### What you need to do
Write out every line from the listing below where the string "window" is found.
Records for the exercise section start
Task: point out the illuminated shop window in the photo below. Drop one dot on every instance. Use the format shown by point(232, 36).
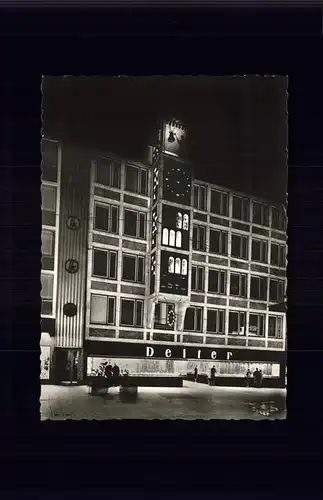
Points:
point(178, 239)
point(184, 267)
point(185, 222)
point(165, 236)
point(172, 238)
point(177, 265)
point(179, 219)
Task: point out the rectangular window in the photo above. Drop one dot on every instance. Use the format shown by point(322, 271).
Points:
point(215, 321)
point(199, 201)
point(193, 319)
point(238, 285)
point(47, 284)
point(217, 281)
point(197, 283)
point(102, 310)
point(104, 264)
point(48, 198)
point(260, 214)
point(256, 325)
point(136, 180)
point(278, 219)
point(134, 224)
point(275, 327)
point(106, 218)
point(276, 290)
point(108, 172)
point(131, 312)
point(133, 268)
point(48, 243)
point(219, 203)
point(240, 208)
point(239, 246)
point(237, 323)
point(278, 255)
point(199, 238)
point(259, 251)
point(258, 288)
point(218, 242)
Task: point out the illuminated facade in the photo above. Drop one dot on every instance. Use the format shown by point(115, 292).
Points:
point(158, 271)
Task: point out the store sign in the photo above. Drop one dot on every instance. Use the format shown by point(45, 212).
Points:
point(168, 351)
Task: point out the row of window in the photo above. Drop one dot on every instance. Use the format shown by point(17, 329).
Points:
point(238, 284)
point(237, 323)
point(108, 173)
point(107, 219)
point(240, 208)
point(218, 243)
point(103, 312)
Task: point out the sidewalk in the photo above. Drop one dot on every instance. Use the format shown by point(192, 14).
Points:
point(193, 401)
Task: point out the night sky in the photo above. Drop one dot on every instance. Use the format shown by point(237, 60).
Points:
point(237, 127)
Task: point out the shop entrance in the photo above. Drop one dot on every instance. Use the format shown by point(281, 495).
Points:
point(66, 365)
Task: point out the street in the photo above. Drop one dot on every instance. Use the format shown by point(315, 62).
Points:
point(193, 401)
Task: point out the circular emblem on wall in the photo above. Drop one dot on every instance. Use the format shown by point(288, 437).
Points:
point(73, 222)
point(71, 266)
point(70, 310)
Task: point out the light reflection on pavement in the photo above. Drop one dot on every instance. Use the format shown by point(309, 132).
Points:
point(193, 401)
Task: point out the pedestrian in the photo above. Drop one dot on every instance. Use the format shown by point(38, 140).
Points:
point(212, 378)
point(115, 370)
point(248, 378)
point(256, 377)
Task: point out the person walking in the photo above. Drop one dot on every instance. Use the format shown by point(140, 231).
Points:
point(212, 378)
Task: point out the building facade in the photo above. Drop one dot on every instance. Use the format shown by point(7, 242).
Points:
Records for the exercise section end
Records for the exercise section start
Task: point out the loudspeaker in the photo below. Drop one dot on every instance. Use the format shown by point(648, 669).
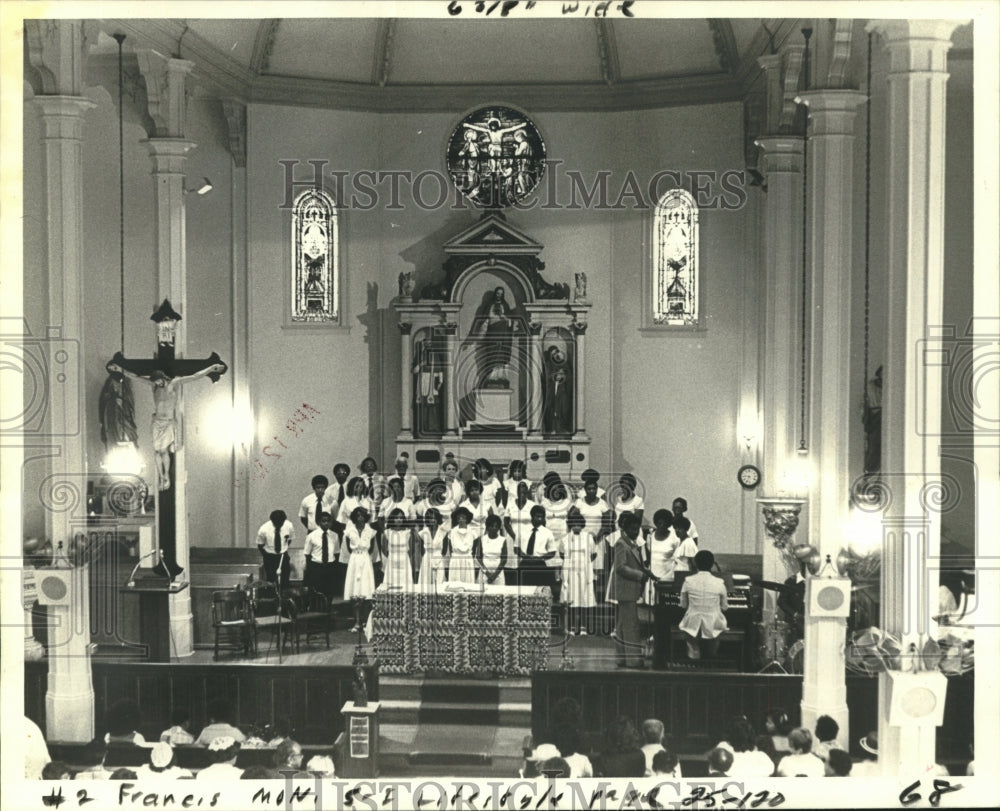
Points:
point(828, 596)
Records for the exercise section end
### Result of this exercise
Task: point out the illuminated shop window in the photo below. Drop one dot on every instance. Use the format shown by point(232, 36).
Task: point out the rectangular window in the photo above. Drop one dot on every instance. Use the format shown by point(322, 271).
Task: point out the row of window in the photo above. Drop one dot on every instance. Use the format shown by point(17, 329).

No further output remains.